Point placement records

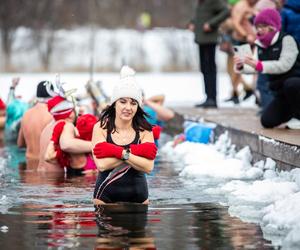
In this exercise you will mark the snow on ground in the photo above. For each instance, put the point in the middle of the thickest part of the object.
(179, 88)
(255, 192)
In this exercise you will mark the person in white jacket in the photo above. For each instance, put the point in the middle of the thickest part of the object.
(276, 56)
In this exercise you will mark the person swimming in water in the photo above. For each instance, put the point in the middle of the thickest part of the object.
(124, 146)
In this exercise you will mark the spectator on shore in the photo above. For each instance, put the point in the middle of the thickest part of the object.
(243, 32)
(265, 95)
(226, 45)
(15, 109)
(62, 133)
(277, 56)
(33, 122)
(290, 15)
(208, 16)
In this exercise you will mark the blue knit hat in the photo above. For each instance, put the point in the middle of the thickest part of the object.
(269, 17)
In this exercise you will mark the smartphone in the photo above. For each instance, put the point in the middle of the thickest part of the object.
(242, 50)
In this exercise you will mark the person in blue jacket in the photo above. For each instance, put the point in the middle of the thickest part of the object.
(290, 16)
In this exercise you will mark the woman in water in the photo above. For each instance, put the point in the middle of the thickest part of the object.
(124, 146)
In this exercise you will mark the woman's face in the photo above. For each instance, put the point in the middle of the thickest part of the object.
(262, 29)
(126, 108)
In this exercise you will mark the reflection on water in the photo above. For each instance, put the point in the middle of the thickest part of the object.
(51, 210)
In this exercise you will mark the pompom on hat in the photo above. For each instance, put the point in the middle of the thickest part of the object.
(85, 124)
(42, 90)
(60, 107)
(269, 17)
(127, 86)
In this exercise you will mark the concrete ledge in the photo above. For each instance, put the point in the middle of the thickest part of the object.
(244, 129)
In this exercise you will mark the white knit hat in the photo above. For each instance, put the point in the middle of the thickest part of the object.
(127, 86)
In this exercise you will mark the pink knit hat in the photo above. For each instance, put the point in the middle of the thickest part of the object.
(269, 17)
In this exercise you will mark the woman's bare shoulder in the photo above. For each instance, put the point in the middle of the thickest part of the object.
(146, 136)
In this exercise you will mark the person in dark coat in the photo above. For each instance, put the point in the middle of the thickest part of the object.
(290, 15)
(208, 16)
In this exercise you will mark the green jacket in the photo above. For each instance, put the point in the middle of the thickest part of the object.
(213, 12)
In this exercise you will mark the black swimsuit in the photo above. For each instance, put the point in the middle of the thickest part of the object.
(123, 183)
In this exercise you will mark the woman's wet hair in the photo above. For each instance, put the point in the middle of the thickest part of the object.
(139, 122)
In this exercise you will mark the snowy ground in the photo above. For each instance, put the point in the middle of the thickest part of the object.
(254, 192)
(184, 89)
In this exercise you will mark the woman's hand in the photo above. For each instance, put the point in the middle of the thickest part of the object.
(250, 61)
(105, 149)
(146, 149)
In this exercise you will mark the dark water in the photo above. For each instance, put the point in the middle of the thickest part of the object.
(47, 211)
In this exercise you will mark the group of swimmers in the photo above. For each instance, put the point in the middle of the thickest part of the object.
(119, 145)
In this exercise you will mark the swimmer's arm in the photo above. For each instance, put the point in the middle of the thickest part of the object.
(140, 163)
(70, 144)
(21, 140)
(103, 164)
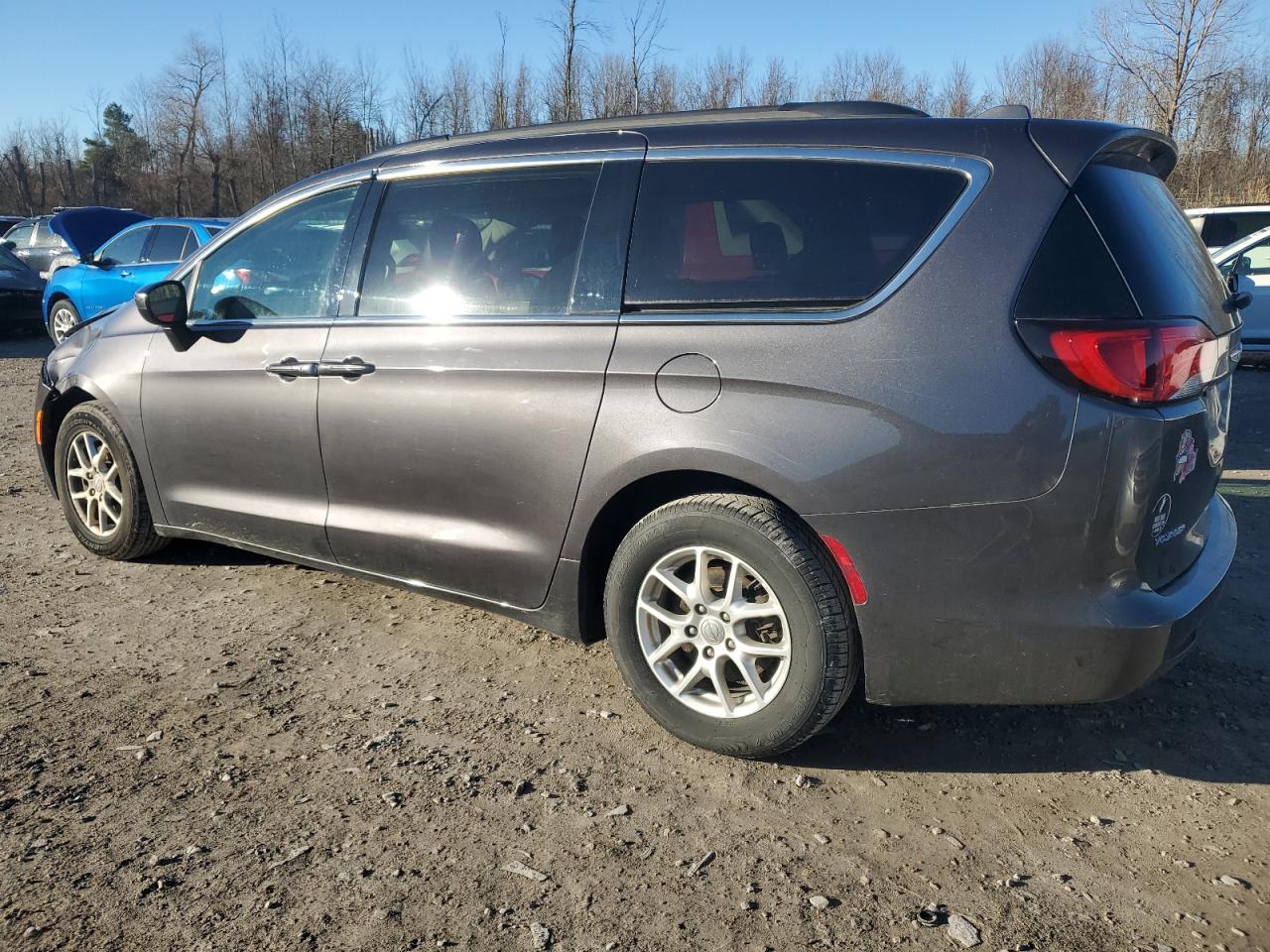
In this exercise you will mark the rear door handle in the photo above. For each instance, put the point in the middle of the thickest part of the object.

Stated problem:
Each entry gets copied exactly; the pictures stay out.

Exercise result:
In this exercise you will mark the snow on ground in the photo above. For each instance, put the point in the middle of the thickest part of the object.
(179, 88)
(255, 192)
In this exercise you will mark the person in white jacket in the photo above. For each instance, put the point in the middle of the thickest part of the object.
(276, 56)
In this exercise you will mark the person swimming in water in the photo above. For each instance, put the point in the middle of the thickest part of the object.
(124, 146)
In this exercise you will mark the spectator on shore in the photo above. For each instance, put the point in the middle of the thickest part of the object.
(243, 32)
(265, 95)
(226, 45)
(15, 109)
(62, 133)
(277, 56)
(33, 122)
(290, 15)
(208, 16)
In this exercise you will mark the blue knit hat in the photo above. For each instance, put the point in the middle of the thickest part of the object.
(269, 17)
In this exercise you will mark the smartphone in the photo above. For each instance, put the point in the middle of the thickest part of the object.
(242, 50)
In this exercise you will mark the person in blue jacket in the photo above. For each instance, put the point in the middle of the thickest part of the object.
(290, 16)
In this exercise you will mark the woman in water in the photo above. For each instance, put the point in the middle of the thickest part of the object.
(124, 146)
In this exercise you will mark the woman's face in the photo above. For each instance, put the point in the middle of the thickest part of the object.
(262, 29)
(126, 108)
In this exercise you will mark the reflection on water in the photo above. For each instance, put the point in the middle of the thickest part of the object.
(51, 210)
In this exercise you will mark the pompom on hat in the photo above. For each instance, put the point in the middle of the thickest part of the object.
(85, 124)
(42, 90)
(60, 107)
(269, 17)
(127, 86)
In this exercise you will mark the concrete ledge in the photo above. For each instance, put the point in the middle of the thickest part of the object.
(244, 129)
In this exercise you will mark the white knit hat in the photo above. For each instance, put the point in the middle of the thickest part of the object.
(127, 86)
In this exercise you will mark the pink knit hat in the photo above. For each instance, put the point in the middle of the thickest part of the object.
(269, 17)
In this exercise you will mark the woman's bare shoulder in the photo above. For each instance, put the point in the middle of the thickest part of the object.
(146, 136)
In this exercise you will mark the person in dark coat in the photo above. For each instance, put the point in the middle of the thickest part of the object.
(290, 15)
(208, 16)
In this exercise you will mark the green jacket in the photo above. For each instance, put the point in the middle of the thickest part of the object.
(213, 12)
In this exercise you will mark the black swimsuit in the photo above. For each instance, put the point in the middle of the thickest part of the object.
(123, 183)
In this exercise you will mark the woman's wet hair in the photo above. For each instance, put the point in the middle of the thickest part of the object.
(139, 122)
In this exercise you will mark the snowy ground in the photo above. For each instance, put the point in the middle of the thickest part of the object.
(254, 192)
(184, 89)
In this exercise you will mark the woman's hand in the photo above. For each instance, put the point in the middle of the thickest part of the object.
(250, 61)
(105, 149)
(146, 149)
In this exercise you will mark the dark water in the photo above. For each instance, put the point in the middle of the thickest part of the object.
(47, 211)
In this exercise you will mark the group of swimmers in the photo above. For each instance, put the point in the middle of the thickest part of the object.
(119, 145)
In this exercise you will mark the swimmer's arm in the photo above. For each instance, put the point in the middle of the thickest part of the object.
(140, 163)
(70, 144)
(21, 140)
(103, 164)
In this exercise you will mark the rear door handle in the photo above. For each instance, put the point in the middle of the thickest part of the object.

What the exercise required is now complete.